PROMPT →
Copy out, word for word, the part of the entries below that opens with the line containing "Q: Pinpoint the blurred" and closes with the line containing "[[0, 0, 390, 73]]", including both of those lines.

EXTRACTED RECORDS →
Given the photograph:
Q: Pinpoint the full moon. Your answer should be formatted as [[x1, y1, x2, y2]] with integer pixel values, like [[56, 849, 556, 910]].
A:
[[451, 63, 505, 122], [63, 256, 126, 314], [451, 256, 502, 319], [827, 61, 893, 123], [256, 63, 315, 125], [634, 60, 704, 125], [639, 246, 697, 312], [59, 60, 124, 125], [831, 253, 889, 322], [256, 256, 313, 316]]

...

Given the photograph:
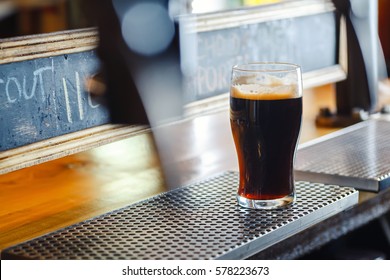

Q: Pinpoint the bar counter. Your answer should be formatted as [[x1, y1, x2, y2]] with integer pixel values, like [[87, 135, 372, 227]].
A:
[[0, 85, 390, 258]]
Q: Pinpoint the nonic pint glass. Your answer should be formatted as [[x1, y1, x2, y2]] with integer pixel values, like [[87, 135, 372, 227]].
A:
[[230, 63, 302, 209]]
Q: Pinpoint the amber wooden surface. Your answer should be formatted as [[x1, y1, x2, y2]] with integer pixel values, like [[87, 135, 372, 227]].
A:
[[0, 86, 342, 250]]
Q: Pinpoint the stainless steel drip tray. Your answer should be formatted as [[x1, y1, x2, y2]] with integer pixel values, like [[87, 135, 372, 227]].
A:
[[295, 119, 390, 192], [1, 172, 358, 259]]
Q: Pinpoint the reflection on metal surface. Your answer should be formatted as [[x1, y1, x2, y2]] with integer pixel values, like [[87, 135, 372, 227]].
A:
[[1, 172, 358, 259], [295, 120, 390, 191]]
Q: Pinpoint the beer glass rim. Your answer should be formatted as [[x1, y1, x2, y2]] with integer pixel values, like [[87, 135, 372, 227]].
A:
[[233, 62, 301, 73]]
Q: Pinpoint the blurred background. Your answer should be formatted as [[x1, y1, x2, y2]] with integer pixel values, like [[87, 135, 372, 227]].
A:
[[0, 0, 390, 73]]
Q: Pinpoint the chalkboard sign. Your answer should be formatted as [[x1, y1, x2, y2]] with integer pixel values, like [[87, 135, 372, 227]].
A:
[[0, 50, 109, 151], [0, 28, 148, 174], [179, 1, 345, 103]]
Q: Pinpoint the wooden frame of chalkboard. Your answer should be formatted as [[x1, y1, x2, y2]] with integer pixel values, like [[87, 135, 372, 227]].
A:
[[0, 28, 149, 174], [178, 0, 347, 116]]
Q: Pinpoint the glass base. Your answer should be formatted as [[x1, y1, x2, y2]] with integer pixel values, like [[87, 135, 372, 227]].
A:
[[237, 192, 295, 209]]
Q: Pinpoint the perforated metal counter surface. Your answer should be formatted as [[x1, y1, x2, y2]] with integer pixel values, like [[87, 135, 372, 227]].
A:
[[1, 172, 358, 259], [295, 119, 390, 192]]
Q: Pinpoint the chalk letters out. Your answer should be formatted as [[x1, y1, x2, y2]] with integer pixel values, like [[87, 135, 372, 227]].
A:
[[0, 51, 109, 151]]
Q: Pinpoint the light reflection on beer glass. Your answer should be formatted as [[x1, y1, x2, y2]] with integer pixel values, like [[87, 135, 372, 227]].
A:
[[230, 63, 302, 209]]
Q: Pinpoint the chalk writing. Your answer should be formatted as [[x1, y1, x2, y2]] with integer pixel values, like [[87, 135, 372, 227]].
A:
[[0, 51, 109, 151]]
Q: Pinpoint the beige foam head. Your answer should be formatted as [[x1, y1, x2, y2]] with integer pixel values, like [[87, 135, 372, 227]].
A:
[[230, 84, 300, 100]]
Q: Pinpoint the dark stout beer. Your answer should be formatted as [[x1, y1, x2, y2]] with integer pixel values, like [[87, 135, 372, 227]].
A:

COMPLETED TASK →
Q: Pinpoint the blurred background. Your answer should be formatted as [[x1, y1, x2, y2]] with integer pixel values, like [[87, 135, 372, 227]].
A:
[[0, 0, 390, 73]]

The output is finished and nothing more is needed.